Records provided →
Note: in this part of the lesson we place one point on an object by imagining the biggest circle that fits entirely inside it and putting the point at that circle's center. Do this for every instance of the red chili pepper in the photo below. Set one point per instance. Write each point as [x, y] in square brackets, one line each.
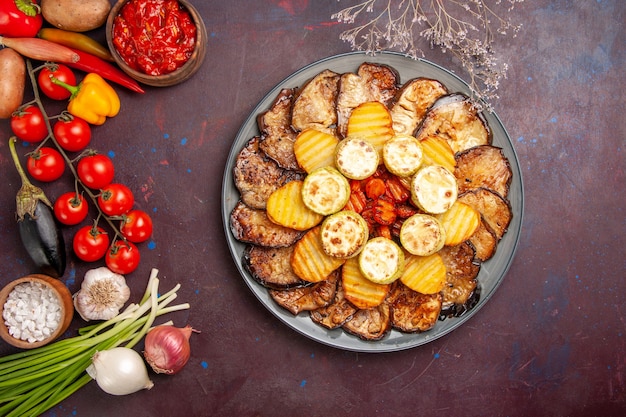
[20, 18]
[91, 63]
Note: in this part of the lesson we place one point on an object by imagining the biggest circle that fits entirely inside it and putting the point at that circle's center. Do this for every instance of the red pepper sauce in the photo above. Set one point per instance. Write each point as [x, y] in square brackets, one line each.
[155, 37]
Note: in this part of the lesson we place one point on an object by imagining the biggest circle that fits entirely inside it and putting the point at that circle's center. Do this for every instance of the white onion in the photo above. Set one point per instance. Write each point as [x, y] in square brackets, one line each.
[119, 371]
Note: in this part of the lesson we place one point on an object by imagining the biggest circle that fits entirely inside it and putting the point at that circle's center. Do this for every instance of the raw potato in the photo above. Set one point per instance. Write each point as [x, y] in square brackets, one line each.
[76, 15]
[12, 81]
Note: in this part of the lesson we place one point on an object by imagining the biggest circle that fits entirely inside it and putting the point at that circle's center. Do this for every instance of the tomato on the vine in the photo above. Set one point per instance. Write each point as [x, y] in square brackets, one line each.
[71, 208]
[95, 171]
[90, 243]
[116, 199]
[136, 226]
[122, 257]
[45, 164]
[72, 133]
[60, 72]
[29, 124]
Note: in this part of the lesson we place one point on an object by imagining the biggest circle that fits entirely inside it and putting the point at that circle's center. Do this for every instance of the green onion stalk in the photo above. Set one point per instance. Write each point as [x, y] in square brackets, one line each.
[36, 380]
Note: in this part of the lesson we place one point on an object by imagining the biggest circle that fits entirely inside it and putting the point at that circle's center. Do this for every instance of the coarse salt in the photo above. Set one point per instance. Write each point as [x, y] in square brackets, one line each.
[32, 312]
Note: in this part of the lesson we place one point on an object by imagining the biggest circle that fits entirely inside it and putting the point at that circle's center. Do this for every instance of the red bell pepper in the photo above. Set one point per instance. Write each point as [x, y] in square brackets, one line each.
[20, 18]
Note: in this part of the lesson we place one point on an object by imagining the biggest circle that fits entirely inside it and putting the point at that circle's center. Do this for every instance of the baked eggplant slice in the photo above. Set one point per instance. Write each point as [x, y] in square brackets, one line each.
[457, 120]
[336, 313]
[494, 209]
[257, 176]
[460, 291]
[412, 311]
[278, 136]
[483, 167]
[411, 103]
[372, 82]
[371, 324]
[251, 225]
[271, 267]
[314, 105]
[484, 241]
[312, 297]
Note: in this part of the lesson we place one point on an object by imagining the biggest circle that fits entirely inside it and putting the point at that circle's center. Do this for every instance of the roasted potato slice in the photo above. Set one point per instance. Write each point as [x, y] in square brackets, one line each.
[460, 291]
[278, 136]
[370, 324]
[483, 167]
[286, 208]
[336, 313]
[309, 261]
[271, 267]
[424, 274]
[257, 176]
[314, 105]
[250, 225]
[410, 104]
[315, 149]
[437, 151]
[360, 291]
[494, 209]
[412, 311]
[372, 82]
[456, 119]
[308, 298]
[371, 121]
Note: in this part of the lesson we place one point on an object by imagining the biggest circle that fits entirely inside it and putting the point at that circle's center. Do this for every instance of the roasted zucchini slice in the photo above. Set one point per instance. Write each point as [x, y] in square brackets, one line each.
[381, 260]
[434, 189]
[403, 155]
[422, 234]
[356, 158]
[325, 191]
[344, 234]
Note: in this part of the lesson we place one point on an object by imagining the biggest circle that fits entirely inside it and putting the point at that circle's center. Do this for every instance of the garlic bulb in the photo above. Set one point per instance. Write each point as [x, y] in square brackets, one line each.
[119, 371]
[101, 295]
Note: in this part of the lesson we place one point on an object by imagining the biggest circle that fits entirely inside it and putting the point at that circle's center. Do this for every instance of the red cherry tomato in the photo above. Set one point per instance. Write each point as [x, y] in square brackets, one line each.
[90, 243]
[123, 257]
[60, 72]
[95, 171]
[116, 199]
[136, 226]
[71, 208]
[29, 124]
[15, 23]
[72, 133]
[45, 164]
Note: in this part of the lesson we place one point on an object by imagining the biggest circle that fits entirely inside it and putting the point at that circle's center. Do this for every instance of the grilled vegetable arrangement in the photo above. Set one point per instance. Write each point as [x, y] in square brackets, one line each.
[426, 201]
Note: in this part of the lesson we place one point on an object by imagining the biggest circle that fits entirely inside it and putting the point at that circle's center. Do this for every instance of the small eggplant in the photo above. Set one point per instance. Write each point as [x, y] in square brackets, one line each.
[39, 230]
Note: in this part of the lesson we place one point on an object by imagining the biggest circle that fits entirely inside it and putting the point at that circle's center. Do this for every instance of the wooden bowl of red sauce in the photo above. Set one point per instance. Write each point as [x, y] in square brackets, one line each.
[157, 42]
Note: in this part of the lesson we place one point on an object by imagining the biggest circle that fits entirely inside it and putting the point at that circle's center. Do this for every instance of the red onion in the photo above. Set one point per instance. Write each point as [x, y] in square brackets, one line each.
[167, 348]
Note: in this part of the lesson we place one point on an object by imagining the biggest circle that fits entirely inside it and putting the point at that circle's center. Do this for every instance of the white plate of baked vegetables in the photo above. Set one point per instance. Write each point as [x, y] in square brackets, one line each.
[369, 205]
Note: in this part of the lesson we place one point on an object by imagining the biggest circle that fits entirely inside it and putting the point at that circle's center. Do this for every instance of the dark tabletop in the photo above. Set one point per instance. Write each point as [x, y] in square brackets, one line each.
[551, 340]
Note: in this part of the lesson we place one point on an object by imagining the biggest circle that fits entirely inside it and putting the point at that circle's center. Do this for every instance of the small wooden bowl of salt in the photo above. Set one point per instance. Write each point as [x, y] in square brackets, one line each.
[36, 309]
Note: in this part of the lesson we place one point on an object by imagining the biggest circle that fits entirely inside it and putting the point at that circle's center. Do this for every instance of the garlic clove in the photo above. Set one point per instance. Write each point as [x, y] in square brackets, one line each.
[102, 294]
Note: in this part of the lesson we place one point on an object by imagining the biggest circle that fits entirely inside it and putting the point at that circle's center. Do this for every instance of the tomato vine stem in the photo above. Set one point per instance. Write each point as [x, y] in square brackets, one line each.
[92, 196]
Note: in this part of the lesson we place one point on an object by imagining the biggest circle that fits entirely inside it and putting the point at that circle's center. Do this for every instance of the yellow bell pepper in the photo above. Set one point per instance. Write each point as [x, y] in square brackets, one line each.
[92, 100]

Task goal → Your task is to copy the entries in full and exactly, without any images.

Exercise response →
Note: in this part of the lesson we place one point on an object by imagining the biggest circle that fits entirely inside it and putting the point at that circle's center. Do this for every instance of the red chili pepper in the photo below. Set one point per instance. Write each point as [x, y] in square brackets, one line each.
[20, 18]
[91, 63]
Note: in this part of the lesson we place one point on an object by imagining the biggest circle that fits entirely inside it and putting the point at that circle's center. Do this for every instance of the red pepper sauce in the photo above. Set one point per instance. Write each point as [x, y] in square brackets, one line each.
[155, 37]
Note: in this part of the lesson we place one point on an object by imagining the biggest circle that fits entirely inside it and putting the point at that circle's center. Do this for every instance of the white onion in the photo above. Set one point per instance. Write each point as [x, y] in square brackets, one line each.
[119, 371]
Note: in this part of the lesson we place one point on an object by imagining the biggest circle that fits entirely inside it and putting the point at that circle's center. Do this for every instance of the raw potato in the photo above. Set one point per instance. Write each point as [x, y] in square brackets, one line each.
[76, 15]
[12, 81]
Note: in this part of the lesson we place one point on an object by imagining the biggest circle that fits entirely inside it and putting the point at that circle's center. Do this for every instance of the tomato on the vine in the photo above. Set one point per instance. Write each point as [x, y] in square brackets, one line each.
[71, 208]
[95, 171]
[90, 243]
[116, 199]
[136, 226]
[122, 257]
[45, 164]
[72, 133]
[60, 72]
[29, 124]
Note: in this part of the lesson we place one point on an object by imagining the biggest circle that fits entirely inside it and putting the point at that circle's center. Do this for every instance of the green onion stalk in the photo above. Set one point per instance. Write each point as [x, y] in square brackets, one line each.
[36, 380]
Note: in this part of the lesson we place one point on an object by imagining the biggest circle that fits entirely inside it and putting the point at that circle's center. Do this for every instance of the coarse salt in the photo above. Set one point per instance. Write each point as [x, y] in square brackets, one line each.
[32, 312]
Note: in this part of the lesson we place one point on an object by imagining the biggest circle that fits entirely inside it and putting the point at that circle's center. Do this for every instance of the red bell pepper in the photo above. Set one point per instance. Write each point as [x, y] in square brackets, one line each.
[20, 18]
Note: in this part of the lesson we place one point on an object by imagining the biggest circle that fits entirely inside it and putting the point at that circle's center. Do this for every instance of the baked eggplant slice in the photo above. Set one point per instance. Write each point as [x, y] in square brackets, one line each.
[457, 120]
[336, 313]
[494, 209]
[257, 176]
[460, 291]
[412, 311]
[278, 136]
[483, 167]
[411, 103]
[372, 82]
[371, 324]
[251, 225]
[271, 267]
[314, 105]
[484, 241]
[312, 297]
Note: in this part of the lesson we place one point on an object by imagining the biggest circle that fits entirely inside it and putting the point at that circle's center. Do this for every instance of the roasted potato slice in the photo above. Set one point per instance. Write each point as [x, y] in square brackets, one line each.
[460, 291]
[278, 136]
[370, 324]
[483, 167]
[286, 208]
[336, 313]
[309, 261]
[271, 267]
[424, 274]
[257, 176]
[314, 105]
[250, 225]
[410, 104]
[315, 149]
[437, 151]
[360, 291]
[494, 209]
[412, 311]
[372, 82]
[456, 119]
[308, 298]
[371, 121]
Note: in this part of the lesson we place one point on an object by imagining the biggest circle that fits entirely inside it and putting the point at that circle's center. Do this for every instance of the roasted zucchini slice in the photo above. Set one point per instance. Write each point as [x, y] in square brackets, one line each.
[381, 260]
[434, 189]
[403, 155]
[422, 234]
[356, 158]
[325, 191]
[344, 234]
Note: in this part of the lesson we place one point on an object by imagining the biggest circle that fits entirely inside it and putting the point at that circle's center. Do this for every instance of the garlic bulb in the photo above. Set one point per instance. Write each point as [x, y] in square brackets, one line each.
[119, 371]
[101, 295]
Note: in this part of the lesson we place one point on an object by imagining the biggest circle that fits entirely inside it and putting the point at that circle's center. Do this for every instance of the red cherry tomato in the photo above. Set one point per instance. Write each point as [x, y] in square brackets, one line each.
[90, 243]
[123, 257]
[60, 72]
[95, 171]
[116, 199]
[136, 226]
[71, 208]
[29, 124]
[15, 23]
[72, 133]
[45, 164]
Note: in this part of the lesson we place one point on an object by imagining the biggest circle that fits entirely inside it and putting the point at that circle's center. Do this for every instance of the grilled vegetable arrangement in the photo above. Set one point per instance. Write each point as [x, y] in square brackets, one line each.
[426, 201]
Note: in this part of the lesson we place one point on an object by imagining the biggest circle that fits entirely inside it and putting the point at that circle's center. Do this for every instance of the small eggplant in the photo above. Set one point per instance. Write each point as [x, y] in square brackets, one line each.
[39, 230]
Note: in this part of the lesson we place one point on an object by imagining the biggest circle that fits entirely inside it and putting the point at that circle's center. Do this for every instance of the wooden bowl of red sauce in the photo above. Set one point per instance. Write each point as [x, y] in square brackets, one line each.
[157, 42]
Note: in this part of the lesson we place one point on an object by imagining the biggest circle that fits entirely inside it and putting the point at that circle's center. Do this for every instance of the red onion in the photo above. Set one point per instance. Write each point as [x, y] in square brackets, one line each.
[167, 348]
Note: in this part of the lesson we place one point on an object by imagining the biggest circle that fits entirely inside it and putting the point at that circle's center. Do this for every instance of the white plate of baked vegetables in the photo above. Set one point per instance. Write each point as [x, y] in square brackets, one line each.
[369, 205]
Note: in this part of the lesson we place one point on an object by imagining the biggest circle that fits entirely inside it and putting the point at that circle's center. Do this for every instance of the dark tabletop in the photo above. Set one point per instance. Write each point as [x, y] in square brackets, one line each.
[551, 340]
Note: in this part of the lesson we place one point on an object by imagining the biggest circle that fits entirely inside it and putting the point at that circle's center. Do this for every instance of the small wooden bowl of salt in the photo above. Set one point per instance. Write each point as [x, y] in square brackets, one line each.
[36, 309]
Note: in this part of the lesson we place one point on an object by imagining the biggest circle that fits entirely inside it and putting the point at that circle's center. Do this for every instance of the garlic clove in the photo above. Set one point per instance. Write each point as [x, y] in square brackets, one line each.
[102, 294]
Note: in this part of the lesson we place one point on an object by imagining the biggest circle that fits entirely inside it and putting the point at that circle's center. Do this for every instance of the tomato vine stem in the photo above. Set one point per instance. Write each point as [x, y] in square brackets, one line each.
[92, 196]
Note: in this part of the lesson we place one point on an object by imagining the biggest circle that fits entirely inside it and putting the point at that circle's center. Do this for every instance of the yellow bell pepper in the photo above. Set one point per instance. Write each point as [x, y] in square brackets, one line each.
[92, 100]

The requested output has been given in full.